### Exercise details
Rewrite every listing below with each "localizer" changed to "detector" and everything else left as it is, leaving out the pictures.

### Supplied records
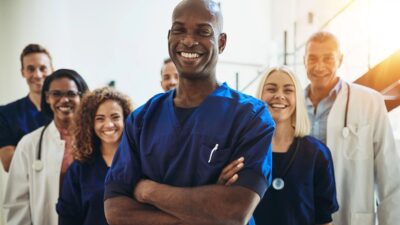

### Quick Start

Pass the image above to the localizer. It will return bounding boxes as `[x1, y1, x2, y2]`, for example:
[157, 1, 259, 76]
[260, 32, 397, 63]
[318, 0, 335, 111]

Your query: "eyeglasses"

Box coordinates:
[47, 90, 82, 99]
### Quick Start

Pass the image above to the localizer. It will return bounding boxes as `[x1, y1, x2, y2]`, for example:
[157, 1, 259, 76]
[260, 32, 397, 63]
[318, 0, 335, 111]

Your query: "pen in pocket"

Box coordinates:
[208, 144, 218, 163]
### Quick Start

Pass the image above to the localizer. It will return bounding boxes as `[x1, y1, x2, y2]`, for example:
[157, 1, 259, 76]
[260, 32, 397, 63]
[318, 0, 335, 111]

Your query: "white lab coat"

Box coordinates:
[327, 84, 400, 225]
[4, 121, 65, 225]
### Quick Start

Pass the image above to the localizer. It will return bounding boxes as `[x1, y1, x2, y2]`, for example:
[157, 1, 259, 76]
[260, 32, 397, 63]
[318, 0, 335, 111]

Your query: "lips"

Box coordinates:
[56, 105, 73, 113]
[103, 130, 117, 136]
[269, 103, 288, 109]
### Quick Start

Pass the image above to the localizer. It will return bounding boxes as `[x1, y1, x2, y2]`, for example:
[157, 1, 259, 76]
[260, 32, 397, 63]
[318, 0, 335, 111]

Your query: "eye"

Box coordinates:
[95, 116, 104, 122]
[111, 115, 121, 120]
[67, 91, 80, 98]
[199, 28, 213, 37]
[26, 66, 35, 73]
[171, 26, 185, 34]
[40, 66, 47, 72]
[48, 90, 63, 98]
[283, 88, 294, 93]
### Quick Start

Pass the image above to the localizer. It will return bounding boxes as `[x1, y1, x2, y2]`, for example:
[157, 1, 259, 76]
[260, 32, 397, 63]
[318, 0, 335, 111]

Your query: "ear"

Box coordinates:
[218, 33, 227, 54]
[338, 53, 343, 68]
[21, 68, 25, 78]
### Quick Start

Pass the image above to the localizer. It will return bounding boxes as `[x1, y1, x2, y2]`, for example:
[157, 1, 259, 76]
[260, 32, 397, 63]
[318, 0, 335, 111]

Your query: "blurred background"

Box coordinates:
[0, 0, 400, 140]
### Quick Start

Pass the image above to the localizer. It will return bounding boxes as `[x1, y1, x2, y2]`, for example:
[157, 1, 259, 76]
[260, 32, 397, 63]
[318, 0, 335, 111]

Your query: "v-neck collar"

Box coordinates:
[168, 82, 228, 128]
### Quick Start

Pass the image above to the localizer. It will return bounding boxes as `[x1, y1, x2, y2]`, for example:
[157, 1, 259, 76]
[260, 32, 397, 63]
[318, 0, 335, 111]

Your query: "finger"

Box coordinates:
[225, 174, 239, 186]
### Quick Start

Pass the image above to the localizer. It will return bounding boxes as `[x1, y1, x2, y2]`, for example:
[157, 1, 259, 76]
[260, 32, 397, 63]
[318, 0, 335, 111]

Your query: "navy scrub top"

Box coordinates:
[105, 84, 275, 223]
[253, 136, 339, 225]
[0, 96, 51, 148]
[56, 151, 108, 225]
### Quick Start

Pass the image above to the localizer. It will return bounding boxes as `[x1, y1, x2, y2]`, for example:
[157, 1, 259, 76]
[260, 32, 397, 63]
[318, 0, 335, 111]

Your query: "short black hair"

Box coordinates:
[20, 44, 53, 69]
[40, 69, 89, 118]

### Response to this exercise
### Quick Start

Pass the image above to the detector. It will return bounding boxes as `[x1, y1, x2, y2]`, for example:
[157, 1, 259, 76]
[260, 32, 397, 63]
[318, 0, 335, 111]

Your query: "eyeglasses"

Box coordinates:
[47, 90, 82, 99]
### Quick Start

Pass the image above to the detector. It will return bounding boxes as `[x1, y1, x2, y2]`, for example:
[157, 1, 259, 76]
[260, 32, 397, 63]
[318, 0, 335, 111]

Your query: "pen in pocket"

Box coordinates:
[208, 144, 218, 163]
### Quick Start

Pass the image above to the detector. It will return bounding boxes as `[x1, y1, x2, y2]`, for example:
[157, 1, 259, 76]
[260, 32, 397, 63]
[318, 0, 335, 111]

Your query: "white lab coat"

Box coordinates:
[327, 84, 400, 225]
[4, 121, 65, 225]
### Quick Start

Pass the image above to the detector. It will return bounding boxes as `[x1, y1, x2, y2]`, for example:
[157, 1, 259, 76]
[260, 32, 397, 63]
[318, 0, 335, 111]

Your query: "lips"

Box coordinates:
[56, 105, 73, 113]
[103, 130, 117, 136]
[269, 103, 288, 109]
### Quick Start

Pass the image above to the detector. It will return bounding boxes as `[x1, y1, x2, y2]`, for example:
[157, 1, 259, 76]
[260, 32, 397, 63]
[318, 0, 335, 111]

Your query: "eye"

Box coordinates:
[95, 116, 104, 122]
[111, 115, 121, 120]
[67, 91, 80, 98]
[199, 28, 213, 37]
[26, 66, 35, 73]
[171, 26, 185, 34]
[40, 66, 47, 72]
[48, 90, 63, 98]
[283, 88, 294, 93]
### Quick Start

Pass the image above to the detector. It will return bounding boxes as `[x1, y1, x2, y2]`, for example:
[157, 1, 259, 76]
[260, 32, 397, 63]
[318, 0, 335, 111]

Your query: "ear"

Box coordinates:
[218, 33, 227, 54]
[338, 53, 343, 68]
[21, 68, 25, 78]
### Quick Start

Pass the image above to the detector. It will return bounding boxes as `[x1, y1, x2, y2]`, for example:
[157, 1, 259, 76]
[260, 32, 397, 63]
[318, 0, 335, 111]

Your query: "blurred background"

Box coordinates:
[0, 0, 400, 140]
### Quick Start

Pass the image above to the detector. It will return bounding boxes as `[x1, y1, x2, y2]`, for example:
[157, 1, 259, 76]
[260, 32, 397, 63]
[318, 0, 335, 111]

Your query: "v-neck collar"

Box coordinates:
[168, 82, 228, 128]
### Quick Start

Pass the image above to the detector. It will return bounding boxes as `[x1, y1, x2, y2]`, for example:
[157, 1, 259, 76]
[260, 32, 397, 63]
[318, 0, 335, 111]

Your query: "finger"

Box coordinates:
[225, 174, 239, 186]
### Quick Start

Pass the image above to the detector. It will return bounding boxes as `[x1, y1, x2, y2]`, for example:
[157, 1, 259, 76]
[260, 32, 397, 63]
[318, 0, 335, 111]

Your query: "navy scrub top"

Box coordinates:
[105, 84, 275, 223]
[253, 136, 339, 225]
[0, 96, 51, 148]
[56, 151, 108, 225]
### Quick Start

Pass the image above to the detector. It will return bounding boxes as `[x1, y1, x2, y2]`, for example:
[157, 1, 259, 76]
[260, 32, 397, 63]
[318, 0, 335, 111]

Your query: "short black hair"

Box coordinates:
[20, 44, 53, 69]
[40, 69, 89, 118]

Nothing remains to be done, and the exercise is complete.